*TO BE DONE:*
Output each entry that follows exactly. Images stay out.

*RECORDED DATA:*
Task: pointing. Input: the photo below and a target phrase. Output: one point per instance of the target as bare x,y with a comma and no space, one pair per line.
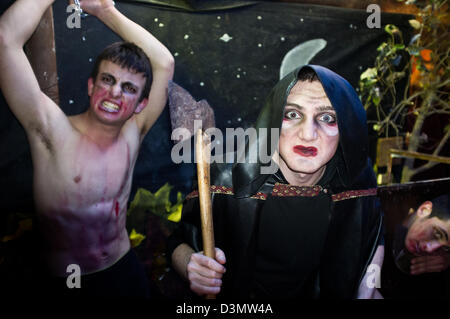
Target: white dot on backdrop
225,37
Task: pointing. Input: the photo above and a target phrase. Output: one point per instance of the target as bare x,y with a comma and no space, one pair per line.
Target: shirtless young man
83,164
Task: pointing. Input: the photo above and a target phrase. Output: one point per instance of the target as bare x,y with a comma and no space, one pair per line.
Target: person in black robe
304,224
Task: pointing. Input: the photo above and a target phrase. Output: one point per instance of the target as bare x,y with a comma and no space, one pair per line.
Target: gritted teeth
109,106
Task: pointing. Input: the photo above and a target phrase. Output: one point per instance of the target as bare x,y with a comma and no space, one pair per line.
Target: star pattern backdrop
231,58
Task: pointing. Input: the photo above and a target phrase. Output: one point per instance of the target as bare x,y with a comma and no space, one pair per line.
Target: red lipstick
310,151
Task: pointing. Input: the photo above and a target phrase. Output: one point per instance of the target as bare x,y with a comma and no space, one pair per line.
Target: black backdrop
233,76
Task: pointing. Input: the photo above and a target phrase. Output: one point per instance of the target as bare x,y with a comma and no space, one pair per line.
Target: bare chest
84,176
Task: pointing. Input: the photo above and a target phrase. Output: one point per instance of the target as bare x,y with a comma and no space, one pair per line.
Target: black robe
347,230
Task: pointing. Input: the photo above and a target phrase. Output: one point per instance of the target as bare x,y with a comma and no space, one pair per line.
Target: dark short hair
441,207
130,56
307,74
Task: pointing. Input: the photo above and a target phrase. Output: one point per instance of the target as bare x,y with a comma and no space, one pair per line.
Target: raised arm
161,59
30,105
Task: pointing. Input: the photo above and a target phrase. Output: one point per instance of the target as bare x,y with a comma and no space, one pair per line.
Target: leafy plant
423,66
157,203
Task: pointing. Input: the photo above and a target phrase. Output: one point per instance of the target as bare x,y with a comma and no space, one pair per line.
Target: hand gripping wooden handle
203,155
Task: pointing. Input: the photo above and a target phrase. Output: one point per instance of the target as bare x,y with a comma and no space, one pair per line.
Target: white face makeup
309,133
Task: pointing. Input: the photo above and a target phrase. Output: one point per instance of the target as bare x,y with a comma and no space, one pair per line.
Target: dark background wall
234,76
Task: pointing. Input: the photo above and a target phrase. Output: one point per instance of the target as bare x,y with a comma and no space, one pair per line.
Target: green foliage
421,66
157,203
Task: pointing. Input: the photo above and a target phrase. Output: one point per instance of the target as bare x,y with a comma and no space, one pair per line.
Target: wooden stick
203,154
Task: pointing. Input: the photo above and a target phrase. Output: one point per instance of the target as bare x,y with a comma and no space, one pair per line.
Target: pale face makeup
309,133
115,93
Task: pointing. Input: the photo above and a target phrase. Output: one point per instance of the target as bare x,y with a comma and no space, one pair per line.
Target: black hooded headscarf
347,217
352,151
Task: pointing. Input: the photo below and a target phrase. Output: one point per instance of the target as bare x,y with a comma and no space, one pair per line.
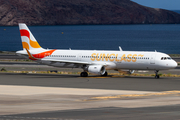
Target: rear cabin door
152,59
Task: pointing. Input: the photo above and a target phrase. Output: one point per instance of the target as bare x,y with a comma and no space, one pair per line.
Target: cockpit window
166,58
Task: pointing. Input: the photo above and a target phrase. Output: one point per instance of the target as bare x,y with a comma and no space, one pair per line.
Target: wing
67,61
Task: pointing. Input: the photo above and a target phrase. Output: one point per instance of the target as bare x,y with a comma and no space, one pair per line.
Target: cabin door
152,59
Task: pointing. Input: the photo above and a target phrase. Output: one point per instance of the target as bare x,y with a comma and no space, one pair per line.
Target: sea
149,37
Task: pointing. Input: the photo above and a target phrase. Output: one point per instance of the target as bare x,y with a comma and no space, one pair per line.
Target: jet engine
97,69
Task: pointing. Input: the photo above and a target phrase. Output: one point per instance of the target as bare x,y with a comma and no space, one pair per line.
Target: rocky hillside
57,12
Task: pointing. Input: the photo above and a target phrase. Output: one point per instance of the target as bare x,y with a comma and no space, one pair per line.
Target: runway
70,97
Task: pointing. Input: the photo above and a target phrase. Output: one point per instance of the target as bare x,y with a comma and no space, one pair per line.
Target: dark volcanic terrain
58,12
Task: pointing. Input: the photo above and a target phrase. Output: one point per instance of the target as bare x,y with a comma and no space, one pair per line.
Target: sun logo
28,40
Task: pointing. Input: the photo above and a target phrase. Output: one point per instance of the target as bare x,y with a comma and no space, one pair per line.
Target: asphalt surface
92,82
128,83
170,112
149,113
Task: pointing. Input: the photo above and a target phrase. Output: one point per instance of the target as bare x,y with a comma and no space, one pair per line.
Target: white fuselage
112,60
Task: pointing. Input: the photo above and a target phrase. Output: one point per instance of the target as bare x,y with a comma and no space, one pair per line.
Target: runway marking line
16,117
175,92
104,77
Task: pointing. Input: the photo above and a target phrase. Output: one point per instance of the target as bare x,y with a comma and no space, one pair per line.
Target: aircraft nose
173,64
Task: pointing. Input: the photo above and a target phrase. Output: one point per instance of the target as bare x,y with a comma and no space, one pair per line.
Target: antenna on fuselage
120,48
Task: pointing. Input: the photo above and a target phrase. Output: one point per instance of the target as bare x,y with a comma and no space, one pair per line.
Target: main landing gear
105,74
84,74
156,72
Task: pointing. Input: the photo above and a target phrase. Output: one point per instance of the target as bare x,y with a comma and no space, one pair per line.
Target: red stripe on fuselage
43,54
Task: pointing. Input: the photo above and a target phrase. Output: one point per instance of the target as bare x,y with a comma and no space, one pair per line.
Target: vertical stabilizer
28,40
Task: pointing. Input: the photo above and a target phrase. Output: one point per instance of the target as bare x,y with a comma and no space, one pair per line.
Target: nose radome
174,64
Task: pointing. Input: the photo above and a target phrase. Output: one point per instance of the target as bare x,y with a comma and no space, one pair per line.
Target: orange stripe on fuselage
33,44
43,54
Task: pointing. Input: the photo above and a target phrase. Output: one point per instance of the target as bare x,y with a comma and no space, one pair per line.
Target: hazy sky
165,4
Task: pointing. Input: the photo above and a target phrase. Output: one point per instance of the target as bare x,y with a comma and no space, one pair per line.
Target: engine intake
97,69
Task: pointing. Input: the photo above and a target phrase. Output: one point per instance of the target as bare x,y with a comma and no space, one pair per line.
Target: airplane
93,61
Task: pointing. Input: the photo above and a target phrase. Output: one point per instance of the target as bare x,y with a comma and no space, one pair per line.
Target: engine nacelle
126,71
97,69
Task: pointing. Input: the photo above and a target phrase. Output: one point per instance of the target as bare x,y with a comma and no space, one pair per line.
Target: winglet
30,56
120,48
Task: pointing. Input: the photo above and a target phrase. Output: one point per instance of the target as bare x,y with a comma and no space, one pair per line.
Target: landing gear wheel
157,76
105,74
156,72
84,74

*SOLVED EXERCISE:*
Task: pointing. Input: the photo below and a target phrase. Output: one point per instance of the target as bare x,y with a comma and no space, one pair per line.
Target: white dot on backdrop
225,37
Task: pointing. Input: the photo above and a target phrase. Output: one point per instance of the target as bare x,y with a comma and no space, one pair per line.
Target: shirtless young man
83,164
Task: pointing. Input: the photo above and a target phrase. Output: one point per instance of the target as bare x,y with a comma and no space, one pair per line.
Target: person in black robe
304,224
Task: pointing. Input: the photo above and a target phrase. Output: one point per instance of the target as bare x,y with a comma and no space, one pair per line.
Target: gritted teeth
109,106
Task: pointing. Input: the photo above and a target phrase. Output: one point per instance of the target as bare x,y with a comma and no space, one pair per line.
Target: star pattern backdrop
231,58
Task: pointing. Input: the photo above and a target phrase. Output: one point per instance of the target as bare x,y with a comma and no space, one pair per line.
Target: red lipstick
310,151
Task: pointing. Input: the photo above and a target phrase. Output: one point per instance of the target as bare x,y with a comma and no space, one pair per line.
Target: black backdrop
233,76
Task: pointing. Input: the photo above and a target phrase. Output: one point per instance of the target as bare x,y with a comma and no space, one pair per line.
Target: bare chest
84,176
Task: pointing. Input: the photo above and a target phrase. Output: one point per instance of the target as bare x,y with a comma and no space, one pair per line.
Target: black robe
347,230
Task: pointing. Input: the photo above and a target phrase. Output: one point per instance of the target as bare x,y with a comma and no space, one pair per line.
Target: dark short hair
441,207
130,56
307,74
Task: pointing. Input: the photo above and a target phrase. Output: one point per instance of the target as bare x,y with a comma and no space, one pair per line.
Target: raised arm
161,59
30,105
Task: pointing. Input: the photo above and a target phrase. Output: one point per instance of the target as bare x,y with a comma and no space, one pair per line.
Target: leafy plant
423,66
157,203
Task: pointing. Input: the photo above and a target phrase. Output: one point per instance of the target as bare x,y with a comma and no space, one pair per line.
Target: hand gripping wooden handle
203,155
Task: pointing. Input: the photo above and a target phrase. Output: one point per instance of the target as bare x,y with a comma and no space, one pair per line.
Target: white face makeup
309,133
Task: pointing. Input: the photo above and a target phrase. Output: one point per instance of the target as bare x,y with a comma and no space, one pair per line.
Target: dark background wall
234,76
Task: pointing. Input: the photo above and a target phrase. Output: one point per instance of the target as bare x,y with a comma and no space, one pair per line.
Target: green foliage
421,66
157,203
Task: pointing. Input: the photo above and a target phrase. Output: one point per instance of the target as bare x,y with a comma and no space, one pair per line.
Target: wooden stick
203,154
Task: pointing. Input: the photo above and a target phrase. Output: one point per instance of the target as bare x,y with a comma and no space, one pair per line.
Target: pale face makeup
309,133
115,93
Task: pointing. Input: the photo above and a target phrase. Output: one point per instance of the target as bare x,y with a comma and no space, one pair per line.
Target: black hooded headscarf
347,217
352,151
Task: pointing. Input: the photo below and a target phrase. Output: one point per instance of the target as bare x,y with a comma and no space, one pair per line.
Target: rear cabin door
152,59
Task: pointing. Input: the photo above and a target phrase. Output: one point per instance of the target as bare x,y with a comma and no space, one pair per line.
Target: cockpit window
166,58
Task: pointing. Input: the photo above and a target phrase. Output: one point per instance of the target as bare x,y with a comma and no space, one pair per line.
Target: wing
67,61
Task: pointing. Input: the photo above and a target phrase. Output: one point per instance of the target as bare x,y with a comma and no space, one pair per line.
Target: cabin door
152,59
Task: pointing. Input: the photo above and a target phrase. Output: one point per instance of the target as bare x,y with a comma and no space, one pair per line.
Target: sea
149,37
Task: pointing. Input: the photo above and a target phrase. Output: one point per instance of the target as bare x,y with a comma and no space, one pair per line.
Target: jet engine
97,69
Task: pointing. Input: the photo above and a target phrase. Output: one point per instance of the target as bare x,y with a comma and no space, one pair per line.
Target: rocky hillside
57,12
Task: pointing. Input: the photo above and a target phrase. Output: one point per instance of the target as bare x,y with a comma and no space, one pair per line.
Target: runway
70,97
Task: pointing. Input: the photo above and a target phrase. Output: one point per instance of the target as bare x,y with a comma and no space, one pair per line.
Target: dark volcanic terrain
58,12
Task: pointing. Input: the photo above and a target phrase. Output: one point per instance of the target as bare x,y with a comma and no space, one pair per line.
Target: sun logo
28,40
Task: pointing. Input: the photo above and a target phrase. Output: one point per instance of the target as bare x,y with a comma and no space, one pair per line.
Target: asphalt surface
92,82
128,83
170,112
149,113
Task: pointing. Input: the photo above and a target phrase. Output: one point per instance of the target as bare x,y with a comma and no space, one pair per line.
Target: white fuselage
112,60
Task: pointing. Input: the photo above and a target phrase. Output: one point per instance of the target as bare x,y with a comma and no space, one pair per line.
Target: runway marking line
16,117
175,92
104,77
Task: pointing. Input: the photo above and a target phrase. Output: one point per instance of the target as bare x,y with a comma and no space, one pair per line.
Target: aircraft nose
173,64
Task: pointing. Input: the photo above and a target phrase. Output: one point per instance of the target as bare x,y with a comma and no space, one pair per line.
Target: antenna on fuselage
120,48
Task: pointing. Input: the photo above and a target phrase. Output: one point per instance of the target as bare x,y with a comma and no space, one pair per line.
Target: main landing gear
105,74
84,74
156,72
Task: pointing. Input: the photo above and a target phrase. Output: one point per instance of the target as bare x,y with a comma and no space, one pair per line.
Target: red stripe on fuselage
43,54
Task: pointing. Input: the photo above and a target phrase. Output: one point per instance of the target as bare x,y with a comma and no space, one pair per line.
Target: vertical stabilizer
28,40
Task: pointing. Input: the photo above and a target phrase. Output: one point per instance of the target as bare x,y with a comma and no space, one pair per line.
Target: nose radome
174,64
Task: pointing. Input: the photo above and a target phrase. Output: one point per instance of the target as bare x,y with a comma and no space, one pair per line.
Target: orange stripe on fuselage
33,44
43,54
Task: pointing. Input: the photo above and a target phrase. Output: one point per instance of the target as bare x,y with a comma and no space, one pair per line.
Target: hazy sky
165,4
Task: pointing. Input: the photo above and a target phrase. Output: one point per instance of the target as bare x,y with a comma and no space, one pair per line.
Target: engine intake
97,69
Task: pointing. Input: the photo above and a target phrase. Output: one point per instance of the target as bare x,y with a comma and no space, one pair per line.
Target: airplane
93,61
Task: pointing. Input: the photo above and a target phrase. Output: one point per instance of the target as bare x,y with a comma and no space, one pair per line.
Target: engine nacelle
126,71
97,69
Task: pointing. Input: the photo above and a target phrase. Output: one point per instance of the target as bare x,y with a comma and no space, one pair per line.
Target: winglet
30,56
120,48
Task: pointing. Input: the photo above and a target phrase. Output: one point per instance of the target as bare x,y with a comma and no space, one pair per line.
Target: landing gear wheel
157,76
105,74
156,72
84,74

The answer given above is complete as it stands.